* [Assigned task 1]:
In the personal essay about the musical Rent, which song did the writer listen to while cycling through their hometown after leaving an abusive relationship?
* [Assigned task 2]:
Retype the stretch of the essay about the musical Rent from "Through every difficult" through "to keep going.".
* [Assigned task 3]:
Write the next part of the personal essay about the musical Rent, starting right after its final sentence.

Although it took me until my late twenties to realise that I myself was queer, the foundation was laid in my late teens listening to Joanne tango across the 11th Street lot in doc martens, and Angel dance and drum her way through ‘Today 4 U’. This vision of a chosen family lived in my mind long before I ever heard the term. And as a young singer and writer, the bohemian ideals the group were so passionate about galvanised me, and helped to turn me into the activist I am today. This rock-opera that talked about living with disease, being hated and othered by society, fighting unjust power structures and loving whoever you wanted to love spoke to me in a way no musical had before.

Through every difficult time in my life, Rent has been there for me. When I finally left an abusive relationship in my late teens, I got through it by listening to the title song while I cycled through the streets of my hometown, pretending I was Mark with his camera. In university the day before I turned twenty I insisted one of my friends tell me I looked like I was sixteen so I could tell them that, like Mimi, I was nineteen, and just born to be bad. And more recently, as someone living with a life-long illness, ‘Life Support’ has been almost constantly in my mind as I urge myself to keep going.

* [The data]:

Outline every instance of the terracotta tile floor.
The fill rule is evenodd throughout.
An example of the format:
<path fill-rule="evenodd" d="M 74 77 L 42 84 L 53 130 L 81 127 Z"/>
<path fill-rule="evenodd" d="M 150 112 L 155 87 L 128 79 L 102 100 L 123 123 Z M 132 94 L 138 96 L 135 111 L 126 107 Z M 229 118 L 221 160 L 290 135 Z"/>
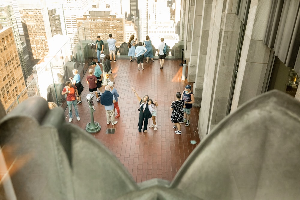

* [Exercise result 1]:
The title song.

* [Exercise result 2]:
Through every difficult time in my life, Rent has been there for me. When I finally left an abusive relationship in my late teens, I got through it by listening to the title song while I cycled through the streets of my hometown, pretending I was Mark with his camera. In university the day before I turned twenty I insisted one of my friends tell me I looked like I was sixteen so I could tell them that, like Mimi, I was nineteen, and just born to be bad. And more recently, as someone living with a life-long illness, ‘Life Support’ has been almost constantly in my mind as I urge myself to keep going.

* [Exercise result 3]:
It’s been a difficult year for me. Living with chronic illness is never easy, but I never dreamed I’d end up in intensive care fighting for my life at the age of thirty-five. When I lost my voice as a complication of surgery and the doctors were unsure if it would ever come back, my first thought was that I wouldn’t be able to sing again, wouldn’t be able to act out Rent in my living room and push myself through the hard times with music and song. Seems ridiculous not to think of speaking first, but singing – and particularly singing the songs from Rent – brings me so much joy, makes me feel so alive, that the possibility of having to live without it was devastating. The first time I put Rent on during my recovery, I cried my eyes out, feeling the same catharsis I have so many times throughout my life as soon as I hear the first note of Roger’s untuned guitar.

Now that I’m on the other side of that ordeal, finding out Stage and the City would be performing Rent in 2024 felt like a sign. I survived. I am able to be in this show that means so much to me, to sing full force about living with, and not dying from, disease. I would never wish to appropriate the struggle of those living with HIV and AIDS as someone who doesn’t, but as a chronically ill person I am so grateful for the lessons of community support, solidarity, and love that Rent champions. Those with sickness, though ostracised by society, are not left behind by the other characters. They are part of the family, part of the community. They are accepted, cared for, loved. Rent shows us that sickness is not something to be feared and hidden away, but a part of life.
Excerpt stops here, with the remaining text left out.